▶ **WORK INSTRUCTIONS**
Transcribe the entries below exactly.

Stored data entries
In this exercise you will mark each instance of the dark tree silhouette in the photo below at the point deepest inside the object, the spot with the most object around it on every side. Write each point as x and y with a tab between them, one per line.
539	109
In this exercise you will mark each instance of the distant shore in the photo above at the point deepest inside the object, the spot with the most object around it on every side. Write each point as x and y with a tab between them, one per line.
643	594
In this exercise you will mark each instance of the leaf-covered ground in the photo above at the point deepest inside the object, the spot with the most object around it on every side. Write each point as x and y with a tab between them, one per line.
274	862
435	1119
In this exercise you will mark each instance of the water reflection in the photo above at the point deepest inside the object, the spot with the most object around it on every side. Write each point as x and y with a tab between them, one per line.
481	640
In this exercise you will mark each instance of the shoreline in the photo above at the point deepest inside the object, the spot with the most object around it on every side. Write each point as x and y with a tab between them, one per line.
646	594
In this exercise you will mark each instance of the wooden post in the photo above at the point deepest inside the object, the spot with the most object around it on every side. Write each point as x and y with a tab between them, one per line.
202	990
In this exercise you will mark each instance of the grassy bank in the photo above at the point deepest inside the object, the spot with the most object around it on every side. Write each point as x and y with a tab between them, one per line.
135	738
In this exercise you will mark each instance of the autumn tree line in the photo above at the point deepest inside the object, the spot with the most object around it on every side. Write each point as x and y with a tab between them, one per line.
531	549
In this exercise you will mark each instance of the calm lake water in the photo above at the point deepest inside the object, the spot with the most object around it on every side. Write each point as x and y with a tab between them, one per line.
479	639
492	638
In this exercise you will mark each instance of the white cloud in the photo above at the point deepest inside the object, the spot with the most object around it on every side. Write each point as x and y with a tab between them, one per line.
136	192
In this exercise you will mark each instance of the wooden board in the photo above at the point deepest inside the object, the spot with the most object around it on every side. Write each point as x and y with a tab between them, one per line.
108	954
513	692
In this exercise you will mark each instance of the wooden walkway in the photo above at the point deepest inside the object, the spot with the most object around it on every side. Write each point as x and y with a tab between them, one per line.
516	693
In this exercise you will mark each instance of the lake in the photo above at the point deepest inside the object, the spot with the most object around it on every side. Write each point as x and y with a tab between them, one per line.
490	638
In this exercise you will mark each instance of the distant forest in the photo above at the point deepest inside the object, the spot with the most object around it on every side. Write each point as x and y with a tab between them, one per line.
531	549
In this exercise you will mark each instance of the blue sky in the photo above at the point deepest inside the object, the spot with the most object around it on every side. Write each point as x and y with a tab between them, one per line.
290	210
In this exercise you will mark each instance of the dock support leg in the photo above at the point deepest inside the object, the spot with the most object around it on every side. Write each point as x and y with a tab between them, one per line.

▶ **COMPLETED TASK**
In this exercise you will mark each instance of the dark tree silhouette in the photo below at the point deepest inside the object, the spot with the most object around it on every side. Write each point as x and y with a tab between them, one per line.
539	109
In this exercise you will mark each instance of the distant shore in the photo above at the point deepest inside the object, the spot with the most object around it on every side. Write each point as x and y with a tab between them, one per line.
643	594
In this exercise you will mark each instance of the leaf-covered ground in the photo above at the point deepest inside the object, the spot with the most object around it on every side. Write each point as x and y with a tab between them, one per line.
274	862
435	1119
In this exercise you will mark each instance of the water reflection in the photo above at the point deepest inside the object, the spot with the most object around it on every side. Write each point as x and y with a tab between them, one per line.
481	640
In this exercise you will mark each instance of the shoreline in the photo above at the point deepest inside the object, the spot with the most object around it on every side. Write each point as x and y with a tab between them, one per line.
646	594
In this exercise you will mark each instance of the wooden post in the photo above at the point deepest inside the object, the spot with the most object around it on every side. Write each point as x and y with a tab between them, one per line.
202	990
In this exercise you will mark each instance of the grassy bank in the photo above at the point deepest inside the object, the spot with the most object around it on every side. Write each point as x and y with a tab between them, one per line.
135	738
In this exercise you will mark each instance of the autumn tree line in the photo above at the point deepest inside the object, the spot with the most object around it on every side. Write each point as x and y with a tab between them, one per line.
531	549
In this exercise you will mark each instance of the calm lake water in the photo above at the point deepest inside the object, the spot with the most object around it on every side. Write each point as x and y with a tab between them, one per line.
479	639
492	638
In this exercise you will mark each instance of the white cloud in the photo above at the point deepest inside the object, the spot with the most object around it on every side. Write each point as x and y with a tab between them, one per line.
136	192
In this exercise you will mark each instance of the wooden board in the photo above at the point deepest inside the object, the spot with the most object around it on every side. Write each point as x and y with a tab between them, one per line.
108	954
513	692
In this exercise you will mark each instance of the wooden walkway in the photo above at the point deepest inside the object, the spot with the most object around it on every side. Write each point as x and y with a tab between them, one per line.
516	693
In this exercise you will mark each instance of the lake in the photo above at the point deepest inside the object, the spot with the most object around it on every side. Write each point as x and y with a tab between them, one per line.
490	638
In this exercise you will mark each instance of the distant forest in the photo above at the point deepest inside the object, the spot with the most object around it on every side. Write each point as x and y with a tab between them, one per line.
531	549
In this exercise you will mark each instance of the blue sky in the photo above at the point deepest inside the object, the spot with the most object around it on every side. Write each point as x and y with a tab between them, one per line.
290	210
In this exercise you will mark each instance of the dock support leg in the photo above at the point deepest inside the object, the spot with the most object around it on every side. Write each point as x and y with a tab between them, one per line.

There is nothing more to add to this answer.